• EXERCISE REQUIREMENTS: Continue the collection of party-night text messages below, starting after its last message.

Dude, I totally just put a lit lighter to my hand for 10 seconds
How much beer did you get for it?
One ice cold coors, but those mountains lied
can you wear a superman outfit if we ever have sex?
I hate the awkward morning-after-I-took-your-virginity conversations.
Also, I'm sewing my entire Halloween costume by hand. I better get laid at every single party I go to.
i think i was tempted to text while we were making out. like i remember holding my phone up behind his head and just staring at it.
I got Green Bay stickers to put on my nipples. This way when I flash it will look like I did it out of spirit as opposed to drunkenness
I'm too hungover to crawl to the fridge so im eating the candy nipple tassels I got bought for Christmas
I don't remember anything that happened last night past 10.. I made him buy me a Buckeye's Donut tshirt. I have no idea why he'd want to fuck me after that.

• THE DATA:
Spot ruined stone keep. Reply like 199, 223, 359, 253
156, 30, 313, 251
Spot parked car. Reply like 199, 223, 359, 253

• YOUR RESPONSE:
So this tall girl jumped in our cab and I was like hey I have pics of u on my phone. It wasn't creepy at all
I'm wearing a cape at the laundromat. I really can't say shit
On Friday, can we drink like its Civil Wars times and the doctor's coming to saw off our gangreen infected legs?
I have 80 very blurry photos of you on a stripper pole...
No. We can't get pedicures until my toenails grow back.
Got really high to see my fist college experience unfold. Too high to find my classroom but I found the McDonald's down the street
I got subtly pornographic with a lollipop while we were talking and he got flustered and started to blush. If he’s not interested after that I need to turn in my vagina card.